• **EXERCISE AIM**:
Answer these questions about the text below on comparing control algorithms:
1. What success rate did the IK swivel angle reach?
2. What p-value is reported for the position error difference between the DMP-based control and the IK swivel angle?
3. For subtask 2-2, how did the position error of the DMP-based control compare with that of the IK swivel angle?

• **EXCERPTED TEXT**:

━━━━━━

One can observe that the DMP-based control always exceeded the other two algorithms based on inverse kinematics in terms of success rate. The DMP-based control always achieved 100% while the IK inverse Jacobian reached 71.4% and the IK swivel angle reached 84.7%. The differences are statistically significant with *p-value* < 0.0083 (for the DMP-based control compared to IK inverse Jacobian *p-value* = 0.0031 and for DMP-based control compared to IK swivel angle *p-value* = 0.0045).

On the other hand, as expected, the DMP-based control suffers from a position error higher than the one achieved with the other two algorithms (this difference is statistically significant with *p-value* = 0.0012 for the DMP-based control compared to IK inverse Jacobian and *p-value* = 0.0008 for DMP-based control compared to IK swivel angle), for all the subtasks except for subtask 2-2.

Indeed, about the position error of the subtask 2-2, the results achieved with the DMP-based control are comparable to the one achieved with IK inverse Jacobian (*p-value* = 0.09), but are better than the one achieved with IK swivel angle (*p-value* = 0.0033).

━━━━━━

• **Data items**:
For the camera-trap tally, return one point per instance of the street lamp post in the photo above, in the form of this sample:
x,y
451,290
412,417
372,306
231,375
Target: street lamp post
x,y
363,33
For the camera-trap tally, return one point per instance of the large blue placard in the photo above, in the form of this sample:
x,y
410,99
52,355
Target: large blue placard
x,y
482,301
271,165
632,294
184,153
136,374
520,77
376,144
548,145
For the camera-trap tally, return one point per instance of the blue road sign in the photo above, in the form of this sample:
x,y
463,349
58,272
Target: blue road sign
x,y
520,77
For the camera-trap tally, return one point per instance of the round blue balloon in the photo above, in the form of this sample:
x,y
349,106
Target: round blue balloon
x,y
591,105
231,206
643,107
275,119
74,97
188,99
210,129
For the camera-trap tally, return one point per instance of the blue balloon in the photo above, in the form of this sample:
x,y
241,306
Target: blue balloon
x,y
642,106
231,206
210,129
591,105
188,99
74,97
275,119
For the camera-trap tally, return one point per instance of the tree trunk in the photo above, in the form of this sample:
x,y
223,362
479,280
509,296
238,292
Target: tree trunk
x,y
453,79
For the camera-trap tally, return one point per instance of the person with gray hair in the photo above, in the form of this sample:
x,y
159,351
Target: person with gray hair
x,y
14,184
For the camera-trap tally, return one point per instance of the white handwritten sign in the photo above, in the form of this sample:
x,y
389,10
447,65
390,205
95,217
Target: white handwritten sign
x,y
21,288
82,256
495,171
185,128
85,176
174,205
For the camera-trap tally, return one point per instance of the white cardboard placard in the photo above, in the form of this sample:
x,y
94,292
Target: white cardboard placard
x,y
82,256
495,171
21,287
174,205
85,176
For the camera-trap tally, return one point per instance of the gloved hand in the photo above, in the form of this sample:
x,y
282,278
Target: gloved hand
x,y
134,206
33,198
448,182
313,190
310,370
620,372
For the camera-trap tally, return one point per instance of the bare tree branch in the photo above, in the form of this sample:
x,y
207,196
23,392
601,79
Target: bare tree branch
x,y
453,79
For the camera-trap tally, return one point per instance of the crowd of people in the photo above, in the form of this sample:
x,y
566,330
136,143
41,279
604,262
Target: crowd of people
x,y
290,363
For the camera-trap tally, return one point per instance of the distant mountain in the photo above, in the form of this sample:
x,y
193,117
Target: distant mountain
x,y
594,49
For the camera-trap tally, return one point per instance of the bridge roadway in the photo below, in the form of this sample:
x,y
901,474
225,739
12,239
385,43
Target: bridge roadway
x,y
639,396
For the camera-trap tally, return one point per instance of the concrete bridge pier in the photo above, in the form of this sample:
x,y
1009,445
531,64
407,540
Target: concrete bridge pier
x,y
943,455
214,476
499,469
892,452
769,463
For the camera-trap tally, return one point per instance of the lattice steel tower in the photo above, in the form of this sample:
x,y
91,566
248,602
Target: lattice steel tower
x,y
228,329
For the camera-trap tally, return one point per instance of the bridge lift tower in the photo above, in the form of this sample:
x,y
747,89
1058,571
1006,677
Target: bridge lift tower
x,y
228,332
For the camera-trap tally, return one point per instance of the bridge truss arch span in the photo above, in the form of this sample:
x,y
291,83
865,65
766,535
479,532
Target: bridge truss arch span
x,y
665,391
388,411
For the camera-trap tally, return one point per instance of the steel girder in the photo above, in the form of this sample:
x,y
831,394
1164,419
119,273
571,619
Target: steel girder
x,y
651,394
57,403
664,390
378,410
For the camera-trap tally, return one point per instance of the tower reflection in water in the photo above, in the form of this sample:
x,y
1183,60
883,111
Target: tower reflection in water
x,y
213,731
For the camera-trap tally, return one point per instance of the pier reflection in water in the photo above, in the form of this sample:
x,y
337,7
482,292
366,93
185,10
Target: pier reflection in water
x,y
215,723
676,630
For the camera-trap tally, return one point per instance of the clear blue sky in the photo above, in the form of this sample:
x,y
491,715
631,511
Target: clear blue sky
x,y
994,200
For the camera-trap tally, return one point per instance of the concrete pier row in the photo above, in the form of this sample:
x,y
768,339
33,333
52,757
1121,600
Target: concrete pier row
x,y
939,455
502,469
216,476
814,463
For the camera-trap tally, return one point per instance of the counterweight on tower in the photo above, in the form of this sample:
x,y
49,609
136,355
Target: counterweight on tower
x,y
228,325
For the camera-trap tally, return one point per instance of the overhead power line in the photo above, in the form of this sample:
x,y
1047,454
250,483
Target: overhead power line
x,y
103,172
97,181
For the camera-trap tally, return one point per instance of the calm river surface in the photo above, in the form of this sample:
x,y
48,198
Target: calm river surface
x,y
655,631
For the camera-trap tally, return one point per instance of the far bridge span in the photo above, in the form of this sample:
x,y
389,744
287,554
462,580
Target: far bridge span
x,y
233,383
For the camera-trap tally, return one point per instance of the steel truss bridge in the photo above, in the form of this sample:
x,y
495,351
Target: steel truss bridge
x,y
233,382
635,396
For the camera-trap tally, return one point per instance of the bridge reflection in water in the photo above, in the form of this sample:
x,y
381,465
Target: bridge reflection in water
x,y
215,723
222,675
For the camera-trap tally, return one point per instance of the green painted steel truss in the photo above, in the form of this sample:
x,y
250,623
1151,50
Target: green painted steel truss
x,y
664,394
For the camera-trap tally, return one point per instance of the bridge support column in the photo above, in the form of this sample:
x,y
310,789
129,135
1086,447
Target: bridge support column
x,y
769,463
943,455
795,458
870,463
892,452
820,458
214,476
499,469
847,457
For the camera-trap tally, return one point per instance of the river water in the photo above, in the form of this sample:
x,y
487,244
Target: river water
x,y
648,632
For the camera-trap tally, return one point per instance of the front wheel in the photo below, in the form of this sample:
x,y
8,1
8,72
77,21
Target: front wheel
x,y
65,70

━━━━━━

• **RESPONSE AREA**:
1. 84.7%
2. 0.0008
3. It was better (p-value = 0.0033).